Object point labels

#####

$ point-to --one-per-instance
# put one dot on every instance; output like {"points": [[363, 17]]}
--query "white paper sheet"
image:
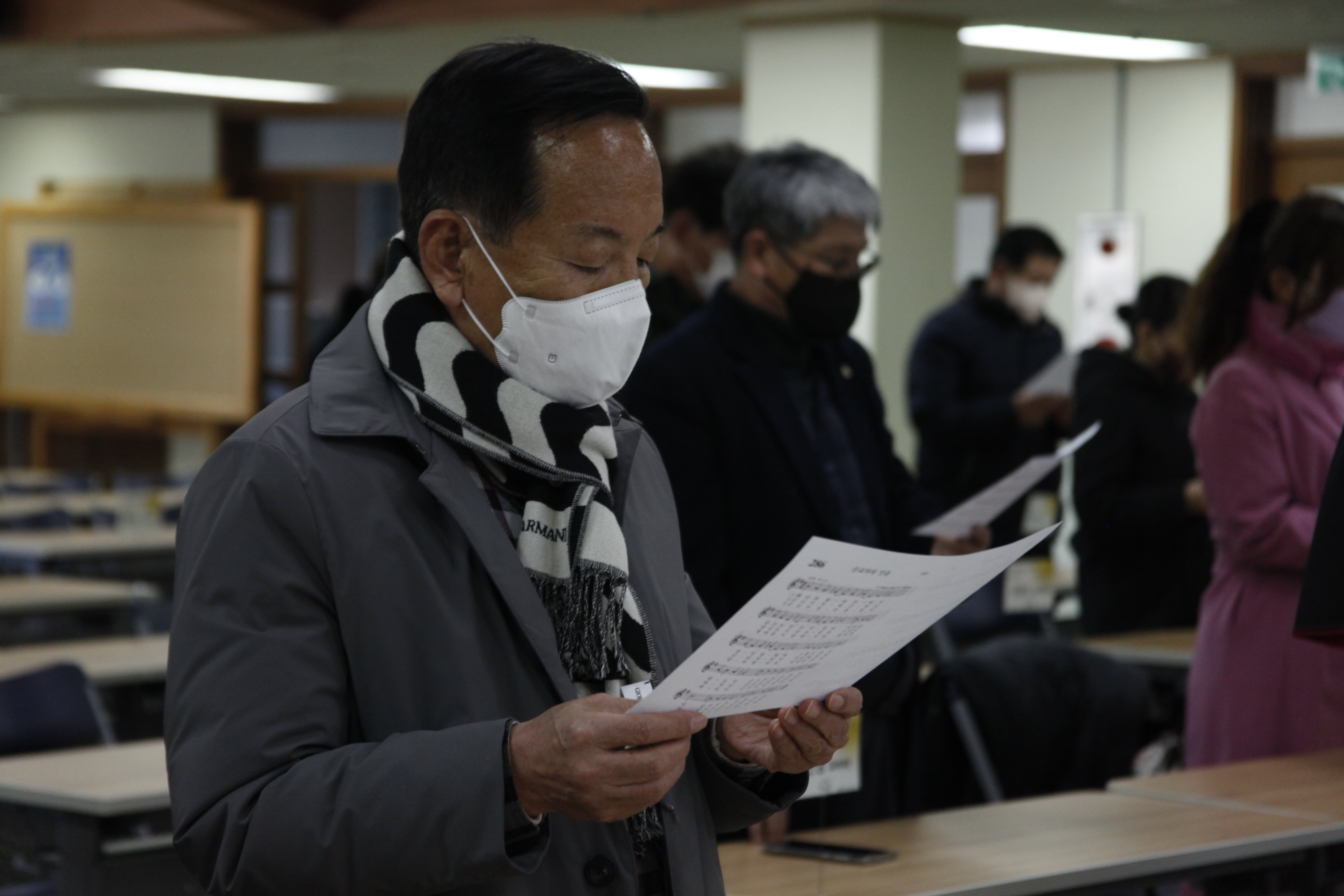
{"points": [[1056, 378], [826, 621], [982, 508]]}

#####

Problem requirements: Reproduce the row above line for line without any changes, omitting the picture.

Output for this task:
$ point-to --one-per-instance
# put one dot on every instance; output like {"points": [[363, 17]]}
--query "white paper sheet"
image:
{"points": [[1056, 378], [826, 621], [982, 508]]}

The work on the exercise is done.